• [Point localization data]:
--*--

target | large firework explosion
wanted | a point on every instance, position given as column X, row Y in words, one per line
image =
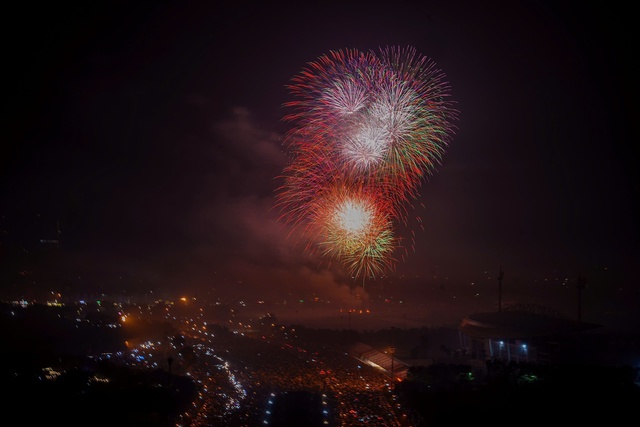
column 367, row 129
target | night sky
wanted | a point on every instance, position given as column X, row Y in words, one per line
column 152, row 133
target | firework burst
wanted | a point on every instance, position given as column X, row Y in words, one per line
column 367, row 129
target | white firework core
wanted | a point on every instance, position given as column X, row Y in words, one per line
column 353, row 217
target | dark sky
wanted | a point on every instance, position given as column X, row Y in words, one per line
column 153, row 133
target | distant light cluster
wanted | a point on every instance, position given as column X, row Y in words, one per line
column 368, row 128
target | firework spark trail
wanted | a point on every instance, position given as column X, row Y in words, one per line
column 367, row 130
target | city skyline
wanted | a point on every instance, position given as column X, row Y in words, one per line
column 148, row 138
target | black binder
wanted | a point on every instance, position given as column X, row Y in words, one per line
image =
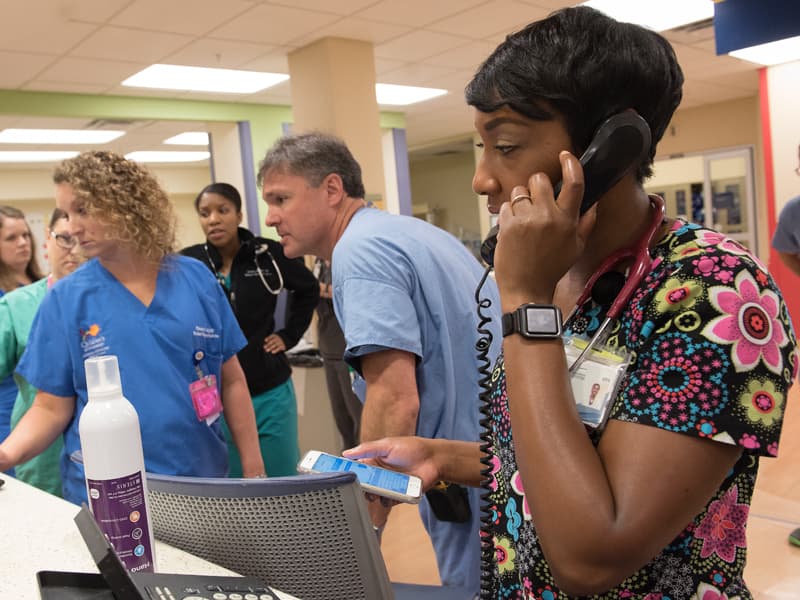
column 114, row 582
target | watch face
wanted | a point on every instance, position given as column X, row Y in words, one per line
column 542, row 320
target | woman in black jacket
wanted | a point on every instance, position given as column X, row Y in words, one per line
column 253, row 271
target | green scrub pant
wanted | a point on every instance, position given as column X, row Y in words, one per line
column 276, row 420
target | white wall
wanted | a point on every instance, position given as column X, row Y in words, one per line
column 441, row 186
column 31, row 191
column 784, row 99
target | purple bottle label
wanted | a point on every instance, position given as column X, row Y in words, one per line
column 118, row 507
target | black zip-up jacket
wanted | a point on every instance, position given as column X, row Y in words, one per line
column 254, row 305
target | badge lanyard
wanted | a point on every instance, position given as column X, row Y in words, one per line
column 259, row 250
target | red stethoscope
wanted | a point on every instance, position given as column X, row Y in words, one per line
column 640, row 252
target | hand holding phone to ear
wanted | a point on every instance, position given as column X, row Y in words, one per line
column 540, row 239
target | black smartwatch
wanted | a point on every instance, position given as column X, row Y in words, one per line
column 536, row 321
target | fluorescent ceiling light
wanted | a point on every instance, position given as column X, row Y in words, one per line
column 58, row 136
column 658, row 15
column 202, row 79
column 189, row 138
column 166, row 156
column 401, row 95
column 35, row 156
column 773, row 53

--*--

• [WORK INSTRUCTIONS]: Above are records; write out the lines from the one with "target | firework burst" down to the one with "target | woman in black jacket", exactly, leaving the pictures out.

• [EXERCISE ANSWER]:
target | firework burst
wanted | a point on every instance, position given as column X, row Y in words, one per line
column 367, row 129
target | white firework core
wanted | a point on every instance, position given as column X, row Y in words, one per line
column 353, row 217
target | dark sky
wanted | a point on every instance, position given as column X, row Y in words, one per line
column 153, row 133
target | distant light cluster
wanted | a point on every instance, position given as column X, row Y in words, one per line
column 368, row 128
target | firework spark trail
wanted | a point on every instance, position given as column X, row Y in words, one per line
column 367, row 130
target | city skyline
wanted | a point on every instance, position given as column X, row Y in words, one per line
column 148, row 138
target | black binder
wanted | a point on every instance, position given as column X, row Y in words, one per line
image =
column 114, row 582
target | watch face
wanted | a point on every instance, position given as column X, row Y in words, one per line
column 542, row 320
target | woman in black jacket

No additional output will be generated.